### Problem to solve
Write out nothing but the lines from the first line of the entries below through the line with "If you could mark the stone step"; no pictures go in.

======== The input ========

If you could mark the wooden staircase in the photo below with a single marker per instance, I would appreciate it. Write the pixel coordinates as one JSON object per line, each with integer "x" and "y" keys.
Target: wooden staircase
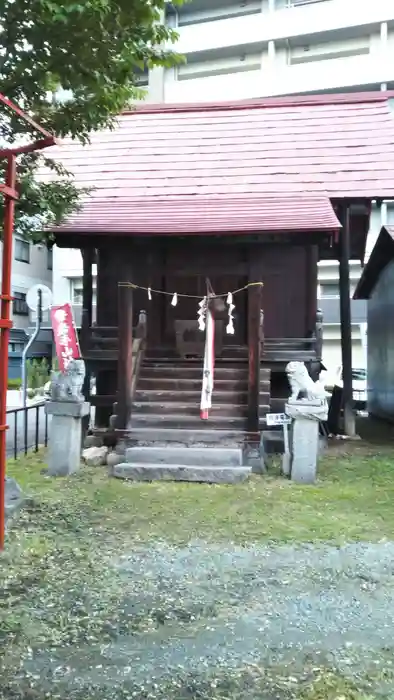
{"x": 166, "y": 438}
{"x": 168, "y": 394}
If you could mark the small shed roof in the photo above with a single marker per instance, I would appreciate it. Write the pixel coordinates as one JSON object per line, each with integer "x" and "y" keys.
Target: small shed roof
{"x": 231, "y": 157}
{"x": 382, "y": 253}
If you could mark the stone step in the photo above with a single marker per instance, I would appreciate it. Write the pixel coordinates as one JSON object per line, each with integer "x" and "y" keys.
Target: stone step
{"x": 191, "y": 372}
{"x": 195, "y": 361}
{"x": 177, "y": 383}
{"x": 175, "y": 472}
{"x": 191, "y": 409}
{"x": 188, "y": 456}
{"x": 158, "y": 395}
{"x": 148, "y": 435}
{"x": 175, "y": 420}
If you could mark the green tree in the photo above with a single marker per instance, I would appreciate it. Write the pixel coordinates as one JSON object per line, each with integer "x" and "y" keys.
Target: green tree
{"x": 93, "y": 48}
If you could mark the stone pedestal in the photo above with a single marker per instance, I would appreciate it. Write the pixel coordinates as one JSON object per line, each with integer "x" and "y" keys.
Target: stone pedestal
{"x": 65, "y": 436}
{"x": 304, "y": 446}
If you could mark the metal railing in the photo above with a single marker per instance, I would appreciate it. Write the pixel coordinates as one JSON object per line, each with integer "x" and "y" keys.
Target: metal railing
{"x": 27, "y": 429}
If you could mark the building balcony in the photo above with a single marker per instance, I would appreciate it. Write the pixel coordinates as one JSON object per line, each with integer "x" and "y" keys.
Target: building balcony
{"x": 287, "y": 23}
{"x": 283, "y": 79}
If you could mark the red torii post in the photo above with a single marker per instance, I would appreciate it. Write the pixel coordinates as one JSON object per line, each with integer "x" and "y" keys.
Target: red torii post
{"x": 8, "y": 190}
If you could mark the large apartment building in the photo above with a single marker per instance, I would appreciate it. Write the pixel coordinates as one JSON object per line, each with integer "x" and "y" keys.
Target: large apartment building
{"x": 31, "y": 264}
{"x": 238, "y": 49}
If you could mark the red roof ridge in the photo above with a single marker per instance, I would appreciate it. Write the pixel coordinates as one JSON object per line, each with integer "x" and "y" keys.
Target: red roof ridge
{"x": 264, "y": 102}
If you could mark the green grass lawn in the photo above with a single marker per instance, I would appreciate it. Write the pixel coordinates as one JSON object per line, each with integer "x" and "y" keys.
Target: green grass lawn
{"x": 57, "y": 547}
{"x": 352, "y": 500}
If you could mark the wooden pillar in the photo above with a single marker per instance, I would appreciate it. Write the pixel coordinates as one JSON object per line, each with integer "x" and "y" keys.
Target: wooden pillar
{"x": 254, "y": 349}
{"x": 86, "y": 323}
{"x": 346, "y": 322}
{"x": 125, "y": 357}
{"x": 319, "y": 334}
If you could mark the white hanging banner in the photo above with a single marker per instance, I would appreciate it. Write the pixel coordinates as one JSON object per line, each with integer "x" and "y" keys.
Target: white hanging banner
{"x": 209, "y": 363}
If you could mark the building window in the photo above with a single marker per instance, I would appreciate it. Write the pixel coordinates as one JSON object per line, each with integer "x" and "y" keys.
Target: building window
{"x": 186, "y": 15}
{"x": 22, "y": 250}
{"x": 216, "y": 65}
{"x": 329, "y": 290}
{"x": 16, "y": 347}
{"x": 328, "y": 50}
{"x": 19, "y": 306}
{"x": 77, "y": 291}
{"x": 297, "y": 3}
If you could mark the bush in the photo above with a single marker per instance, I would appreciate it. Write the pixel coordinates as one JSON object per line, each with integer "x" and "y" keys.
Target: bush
{"x": 14, "y": 384}
{"x": 38, "y": 373}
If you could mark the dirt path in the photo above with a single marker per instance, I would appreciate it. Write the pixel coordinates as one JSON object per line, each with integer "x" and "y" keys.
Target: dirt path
{"x": 209, "y": 615}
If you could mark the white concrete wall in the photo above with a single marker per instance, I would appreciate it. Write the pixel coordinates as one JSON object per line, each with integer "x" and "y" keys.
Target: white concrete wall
{"x": 25, "y": 275}
{"x": 330, "y": 16}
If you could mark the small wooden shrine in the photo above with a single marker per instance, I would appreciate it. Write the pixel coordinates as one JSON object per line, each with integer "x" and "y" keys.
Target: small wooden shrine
{"x": 242, "y": 197}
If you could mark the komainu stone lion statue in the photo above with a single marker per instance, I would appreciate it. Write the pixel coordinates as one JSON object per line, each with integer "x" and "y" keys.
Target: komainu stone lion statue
{"x": 302, "y": 384}
{"x": 67, "y": 385}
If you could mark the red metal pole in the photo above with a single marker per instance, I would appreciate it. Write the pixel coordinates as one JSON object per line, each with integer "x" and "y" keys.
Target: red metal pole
{"x": 5, "y": 326}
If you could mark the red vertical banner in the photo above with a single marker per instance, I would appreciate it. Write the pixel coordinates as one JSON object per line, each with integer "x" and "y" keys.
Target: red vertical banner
{"x": 65, "y": 333}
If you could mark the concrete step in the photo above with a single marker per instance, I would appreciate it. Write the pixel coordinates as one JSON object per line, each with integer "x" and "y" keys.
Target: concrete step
{"x": 201, "y": 437}
{"x": 175, "y": 472}
{"x": 220, "y": 396}
{"x": 188, "y": 456}
{"x": 171, "y": 408}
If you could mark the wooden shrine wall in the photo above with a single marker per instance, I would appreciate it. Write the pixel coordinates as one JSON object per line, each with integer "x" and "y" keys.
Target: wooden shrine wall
{"x": 289, "y": 273}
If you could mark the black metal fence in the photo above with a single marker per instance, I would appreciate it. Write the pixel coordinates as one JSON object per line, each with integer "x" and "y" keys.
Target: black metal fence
{"x": 27, "y": 429}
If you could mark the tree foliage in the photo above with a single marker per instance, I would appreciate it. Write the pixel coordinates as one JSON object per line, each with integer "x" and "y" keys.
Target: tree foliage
{"x": 93, "y": 48}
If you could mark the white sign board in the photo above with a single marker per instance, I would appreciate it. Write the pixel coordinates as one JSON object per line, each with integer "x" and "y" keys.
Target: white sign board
{"x": 277, "y": 419}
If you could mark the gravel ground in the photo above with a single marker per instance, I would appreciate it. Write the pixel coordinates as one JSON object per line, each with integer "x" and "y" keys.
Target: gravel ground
{"x": 210, "y": 613}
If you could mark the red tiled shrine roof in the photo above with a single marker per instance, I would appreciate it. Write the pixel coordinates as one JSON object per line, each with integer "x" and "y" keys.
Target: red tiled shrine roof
{"x": 254, "y": 166}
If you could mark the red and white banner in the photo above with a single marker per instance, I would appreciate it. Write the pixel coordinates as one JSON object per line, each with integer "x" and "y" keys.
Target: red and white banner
{"x": 66, "y": 338}
{"x": 209, "y": 365}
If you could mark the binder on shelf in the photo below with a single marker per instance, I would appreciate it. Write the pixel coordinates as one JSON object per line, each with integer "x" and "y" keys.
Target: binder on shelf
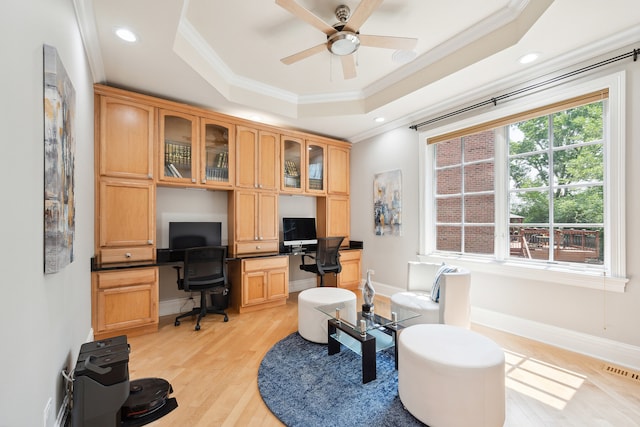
{"x": 174, "y": 171}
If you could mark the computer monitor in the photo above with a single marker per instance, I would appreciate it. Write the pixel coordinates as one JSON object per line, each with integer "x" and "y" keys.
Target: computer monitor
{"x": 184, "y": 235}
{"x": 297, "y": 232}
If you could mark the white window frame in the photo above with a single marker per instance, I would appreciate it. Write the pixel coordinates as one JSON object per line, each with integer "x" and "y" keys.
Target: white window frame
{"x": 610, "y": 277}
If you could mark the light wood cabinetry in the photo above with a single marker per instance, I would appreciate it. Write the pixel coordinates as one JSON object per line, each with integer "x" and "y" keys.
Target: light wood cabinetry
{"x": 137, "y": 137}
{"x": 338, "y": 170}
{"x": 178, "y": 147}
{"x": 253, "y": 222}
{"x": 316, "y": 167}
{"x": 126, "y": 220}
{"x": 125, "y": 136}
{"x": 124, "y": 302}
{"x": 333, "y": 217}
{"x": 258, "y": 283}
{"x": 351, "y": 274}
{"x": 125, "y": 190}
{"x": 258, "y": 164}
{"x": 195, "y": 151}
{"x": 292, "y": 166}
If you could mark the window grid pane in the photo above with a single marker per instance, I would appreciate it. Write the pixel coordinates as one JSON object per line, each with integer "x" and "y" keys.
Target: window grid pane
{"x": 556, "y": 188}
{"x": 464, "y": 191}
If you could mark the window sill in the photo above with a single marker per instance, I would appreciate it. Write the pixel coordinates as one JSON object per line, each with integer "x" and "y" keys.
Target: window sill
{"x": 552, "y": 273}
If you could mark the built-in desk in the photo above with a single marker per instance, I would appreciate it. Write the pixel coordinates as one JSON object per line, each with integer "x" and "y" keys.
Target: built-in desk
{"x": 125, "y": 295}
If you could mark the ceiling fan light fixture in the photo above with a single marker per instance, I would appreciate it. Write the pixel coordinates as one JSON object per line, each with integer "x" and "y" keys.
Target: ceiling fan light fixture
{"x": 343, "y": 43}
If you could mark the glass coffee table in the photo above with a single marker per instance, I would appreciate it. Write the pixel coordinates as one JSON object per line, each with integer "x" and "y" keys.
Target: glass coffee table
{"x": 370, "y": 334}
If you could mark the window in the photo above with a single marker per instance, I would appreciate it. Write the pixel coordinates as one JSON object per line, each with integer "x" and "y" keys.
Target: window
{"x": 539, "y": 188}
{"x": 464, "y": 194}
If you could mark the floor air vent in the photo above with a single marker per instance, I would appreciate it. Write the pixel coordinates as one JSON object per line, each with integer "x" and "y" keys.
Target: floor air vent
{"x": 623, "y": 372}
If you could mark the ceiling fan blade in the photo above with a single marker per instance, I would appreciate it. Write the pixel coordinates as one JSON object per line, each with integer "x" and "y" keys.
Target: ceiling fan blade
{"x": 362, "y": 12}
{"x": 388, "y": 42}
{"x": 304, "y": 54}
{"x": 348, "y": 66}
{"x": 306, "y": 16}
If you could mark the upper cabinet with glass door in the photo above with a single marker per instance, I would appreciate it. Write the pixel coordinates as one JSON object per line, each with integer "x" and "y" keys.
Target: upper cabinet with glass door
{"x": 178, "y": 155}
{"x": 195, "y": 150}
{"x": 217, "y": 166}
{"x": 293, "y": 164}
{"x": 316, "y": 165}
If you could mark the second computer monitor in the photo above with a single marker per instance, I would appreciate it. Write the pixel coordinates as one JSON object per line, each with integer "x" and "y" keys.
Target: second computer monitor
{"x": 184, "y": 235}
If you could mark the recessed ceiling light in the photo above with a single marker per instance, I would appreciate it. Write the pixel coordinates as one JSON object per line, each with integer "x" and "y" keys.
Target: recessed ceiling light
{"x": 528, "y": 58}
{"x": 403, "y": 56}
{"x": 126, "y": 35}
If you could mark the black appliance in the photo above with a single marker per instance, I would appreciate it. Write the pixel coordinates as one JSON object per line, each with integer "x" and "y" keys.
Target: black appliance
{"x": 103, "y": 394}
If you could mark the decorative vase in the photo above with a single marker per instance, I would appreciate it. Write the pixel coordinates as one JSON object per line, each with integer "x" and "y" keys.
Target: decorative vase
{"x": 368, "y": 293}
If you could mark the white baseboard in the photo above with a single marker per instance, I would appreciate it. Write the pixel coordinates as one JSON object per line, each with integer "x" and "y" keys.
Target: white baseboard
{"x": 601, "y": 348}
{"x": 301, "y": 285}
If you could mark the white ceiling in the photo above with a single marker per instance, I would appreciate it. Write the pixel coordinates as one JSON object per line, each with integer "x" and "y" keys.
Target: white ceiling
{"x": 225, "y": 55}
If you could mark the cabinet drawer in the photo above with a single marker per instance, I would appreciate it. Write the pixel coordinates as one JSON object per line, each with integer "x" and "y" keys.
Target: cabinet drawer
{"x": 127, "y": 254}
{"x": 116, "y": 279}
{"x": 349, "y": 255}
{"x": 256, "y": 247}
{"x": 261, "y": 264}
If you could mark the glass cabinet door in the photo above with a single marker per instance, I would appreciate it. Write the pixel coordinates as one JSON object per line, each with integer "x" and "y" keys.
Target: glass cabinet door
{"x": 178, "y": 131}
{"x": 218, "y": 161}
{"x": 316, "y": 167}
{"x": 292, "y": 150}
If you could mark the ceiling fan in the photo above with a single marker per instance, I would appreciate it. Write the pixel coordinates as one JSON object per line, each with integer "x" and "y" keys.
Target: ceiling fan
{"x": 344, "y": 38}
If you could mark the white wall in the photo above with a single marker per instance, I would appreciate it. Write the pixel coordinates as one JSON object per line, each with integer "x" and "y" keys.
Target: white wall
{"x": 602, "y": 324}
{"x": 44, "y": 319}
{"x": 386, "y": 255}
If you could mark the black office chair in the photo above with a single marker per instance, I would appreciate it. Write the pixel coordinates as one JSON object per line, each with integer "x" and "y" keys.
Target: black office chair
{"x": 327, "y": 258}
{"x": 204, "y": 270}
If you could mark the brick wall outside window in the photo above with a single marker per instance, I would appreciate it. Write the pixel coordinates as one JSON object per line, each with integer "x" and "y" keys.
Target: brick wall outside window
{"x": 465, "y": 194}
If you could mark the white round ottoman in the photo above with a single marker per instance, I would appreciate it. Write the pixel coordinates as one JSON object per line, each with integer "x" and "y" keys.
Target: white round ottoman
{"x": 451, "y": 376}
{"x": 312, "y": 323}
{"x": 419, "y": 302}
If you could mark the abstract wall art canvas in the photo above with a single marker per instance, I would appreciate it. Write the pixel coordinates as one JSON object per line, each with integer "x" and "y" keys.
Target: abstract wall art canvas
{"x": 387, "y": 203}
{"x": 59, "y": 153}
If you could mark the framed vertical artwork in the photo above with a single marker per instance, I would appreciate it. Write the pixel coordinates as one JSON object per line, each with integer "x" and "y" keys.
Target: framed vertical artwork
{"x": 387, "y": 203}
{"x": 59, "y": 153}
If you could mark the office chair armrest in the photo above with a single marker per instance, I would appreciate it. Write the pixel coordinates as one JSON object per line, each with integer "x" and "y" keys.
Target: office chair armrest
{"x": 310, "y": 256}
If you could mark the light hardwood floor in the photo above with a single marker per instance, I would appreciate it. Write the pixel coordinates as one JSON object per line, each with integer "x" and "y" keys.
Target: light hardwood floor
{"x": 214, "y": 374}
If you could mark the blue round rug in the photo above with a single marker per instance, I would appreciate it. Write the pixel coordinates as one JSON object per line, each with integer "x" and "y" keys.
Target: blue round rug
{"x": 303, "y": 386}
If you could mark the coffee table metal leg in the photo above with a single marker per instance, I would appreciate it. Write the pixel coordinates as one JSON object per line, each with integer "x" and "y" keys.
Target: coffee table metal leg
{"x": 333, "y": 344}
{"x": 368, "y": 360}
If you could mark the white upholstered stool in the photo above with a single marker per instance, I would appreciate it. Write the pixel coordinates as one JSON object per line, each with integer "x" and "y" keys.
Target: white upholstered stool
{"x": 451, "y": 376}
{"x": 312, "y": 324}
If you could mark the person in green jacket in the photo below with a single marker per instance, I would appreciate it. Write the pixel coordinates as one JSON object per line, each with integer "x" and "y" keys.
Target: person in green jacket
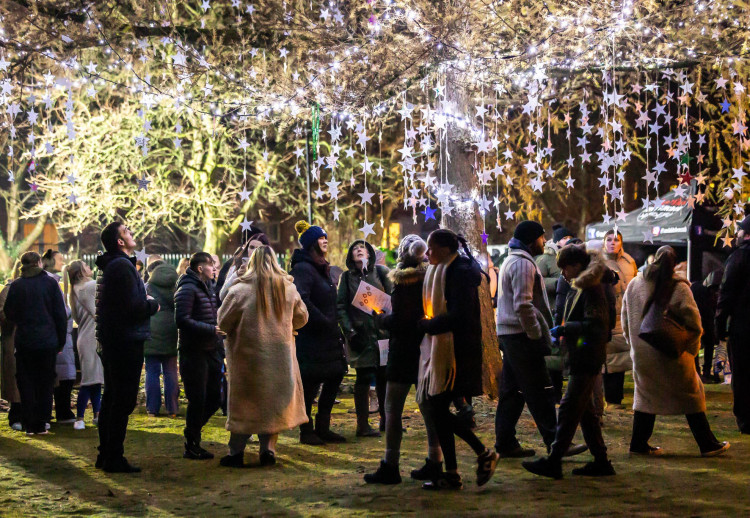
{"x": 161, "y": 350}
{"x": 361, "y": 333}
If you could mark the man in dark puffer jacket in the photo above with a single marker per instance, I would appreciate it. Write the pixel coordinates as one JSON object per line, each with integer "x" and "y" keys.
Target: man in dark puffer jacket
{"x": 123, "y": 311}
{"x": 199, "y": 342}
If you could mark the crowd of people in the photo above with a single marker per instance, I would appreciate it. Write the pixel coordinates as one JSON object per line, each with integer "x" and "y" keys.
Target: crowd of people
{"x": 264, "y": 345}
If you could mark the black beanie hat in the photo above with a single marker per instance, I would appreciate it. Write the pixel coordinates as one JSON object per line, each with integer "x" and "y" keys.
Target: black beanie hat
{"x": 528, "y": 231}
{"x": 561, "y": 233}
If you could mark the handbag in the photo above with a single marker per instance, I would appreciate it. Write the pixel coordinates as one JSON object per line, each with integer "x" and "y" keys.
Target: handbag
{"x": 662, "y": 331}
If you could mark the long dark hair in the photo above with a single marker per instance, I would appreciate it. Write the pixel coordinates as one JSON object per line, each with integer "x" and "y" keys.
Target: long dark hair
{"x": 660, "y": 273}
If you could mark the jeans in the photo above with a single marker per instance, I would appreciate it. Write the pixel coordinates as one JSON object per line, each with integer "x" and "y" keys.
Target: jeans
{"x": 86, "y": 393}
{"x": 643, "y": 427}
{"x": 578, "y": 406}
{"x": 446, "y": 425}
{"x": 524, "y": 379}
{"x": 35, "y": 377}
{"x": 123, "y": 363}
{"x": 614, "y": 385}
{"x": 201, "y": 376}
{"x": 62, "y": 394}
{"x": 310, "y": 386}
{"x": 157, "y": 365}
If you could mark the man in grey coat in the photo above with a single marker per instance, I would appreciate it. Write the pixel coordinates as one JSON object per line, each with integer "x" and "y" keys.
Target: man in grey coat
{"x": 523, "y": 321}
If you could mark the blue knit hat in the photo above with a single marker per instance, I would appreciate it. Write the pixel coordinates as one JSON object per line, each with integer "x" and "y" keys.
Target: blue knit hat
{"x": 308, "y": 234}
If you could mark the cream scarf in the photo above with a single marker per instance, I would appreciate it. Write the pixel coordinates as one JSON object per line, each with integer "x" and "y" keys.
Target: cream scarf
{"x": 437, "y": 363}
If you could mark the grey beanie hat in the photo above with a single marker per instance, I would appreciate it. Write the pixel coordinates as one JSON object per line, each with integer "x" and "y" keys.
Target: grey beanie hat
{"x": 412, "y": 249}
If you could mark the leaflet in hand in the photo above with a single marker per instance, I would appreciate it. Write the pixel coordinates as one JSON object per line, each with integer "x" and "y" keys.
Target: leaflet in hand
{"x": 369, "y": 298}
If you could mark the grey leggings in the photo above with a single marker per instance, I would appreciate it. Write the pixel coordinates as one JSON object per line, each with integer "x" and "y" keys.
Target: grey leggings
{"x": 395, "y": 397}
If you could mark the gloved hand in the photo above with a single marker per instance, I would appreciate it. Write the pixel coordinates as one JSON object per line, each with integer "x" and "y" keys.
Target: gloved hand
{"x": 557, "y": 331}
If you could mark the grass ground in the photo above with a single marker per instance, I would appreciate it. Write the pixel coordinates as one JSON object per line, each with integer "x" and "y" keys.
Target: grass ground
{"x": 55, "y": 476}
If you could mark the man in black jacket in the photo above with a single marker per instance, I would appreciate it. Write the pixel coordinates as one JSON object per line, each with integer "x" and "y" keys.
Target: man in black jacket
{"x": 733, "y": 321}
{"x": 123, "y": 312}
{"x": 199, "y": 342}
{"x": 35, "y": 305}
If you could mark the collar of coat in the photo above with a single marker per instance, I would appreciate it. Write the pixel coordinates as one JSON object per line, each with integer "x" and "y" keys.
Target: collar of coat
{"x": 408, "y": 275}
{"x": 592, "y": 274}
{"x": 30, "y": 271}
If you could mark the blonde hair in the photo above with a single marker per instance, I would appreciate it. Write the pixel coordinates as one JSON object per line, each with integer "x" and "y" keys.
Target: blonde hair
{"x": 264, "y": 272}
{"x": 72, "y": 276}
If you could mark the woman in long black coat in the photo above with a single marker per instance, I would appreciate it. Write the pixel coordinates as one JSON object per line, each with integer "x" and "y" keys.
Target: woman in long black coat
{"x": 403, "y": 362}
{"x": 320, "y": 349}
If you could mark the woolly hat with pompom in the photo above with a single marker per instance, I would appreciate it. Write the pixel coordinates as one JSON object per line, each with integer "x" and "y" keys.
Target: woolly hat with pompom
{"x": 412, "y": 249}
{"x": 308, "y": 234}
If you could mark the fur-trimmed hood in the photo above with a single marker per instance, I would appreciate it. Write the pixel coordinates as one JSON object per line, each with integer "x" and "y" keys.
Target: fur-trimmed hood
{"x": 593, "y": 274}
{"x": 408, "y": 275}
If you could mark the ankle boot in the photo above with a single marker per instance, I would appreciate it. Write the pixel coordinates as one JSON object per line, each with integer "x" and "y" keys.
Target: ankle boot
{"x": 323, "y": 429}
{"x": 362, "y": 407}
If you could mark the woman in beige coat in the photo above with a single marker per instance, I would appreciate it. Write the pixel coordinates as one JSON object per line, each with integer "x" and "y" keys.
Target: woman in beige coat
{"x": 260, "y": 314}
{"x": 663, "y": 385}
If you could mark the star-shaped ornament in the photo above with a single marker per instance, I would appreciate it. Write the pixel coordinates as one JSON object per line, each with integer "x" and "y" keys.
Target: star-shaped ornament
{"x": 246, "y": 225}
{"x": 367, "y": 229}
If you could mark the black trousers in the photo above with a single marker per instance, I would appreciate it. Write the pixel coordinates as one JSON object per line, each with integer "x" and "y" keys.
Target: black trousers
{"x": 201, "y": 376}
{"x": 62, "y": 400}
{"x": 739, "y": 359}
{"x": 614, "y": 387}
{"x": 447, "y": 425}
{"x": 35, "y": 378}
{"x": 643, "y": 427}
{"x": 311, "y": 383}
{"x": 578, "y": 406}
{"x": 524, "y": 380}
{"x": 123, "y": 363}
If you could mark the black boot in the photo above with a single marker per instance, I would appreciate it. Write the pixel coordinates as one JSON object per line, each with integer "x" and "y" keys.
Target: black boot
{"x": 386, "y": 474}
{"x": 430, "y": 471}
{"x": 323, "y": 429}
{"x": 194, "y": 451}
{"x": 362, "y": 407}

========

### Exercise output
If you could mark the wooden staircase in the photo below with a single marker per instance, I would appreciate it. Write the pixel coordinates as one JSON object per line, each with integer "x" and "y" keys.
Target: wooden staircase
{"x": 166, "y": 438}
{"x": 168, "y": 394}
If you could mark the small shed roof in the photo above with a single marker per instance, I would appreciate it. Write the pixel coordinates as one JSON object per line, each with integer "x" and "y" keys.
Target: small shed roof
{"x": 231, "y": 157}
{"x": 382, "y": 253}
If you could mark the stone step in the photo above with a single marker per instance, I would appreciate it. Write the pixel coordinates as one JSON object per line, each with integer "x" and "y" keys.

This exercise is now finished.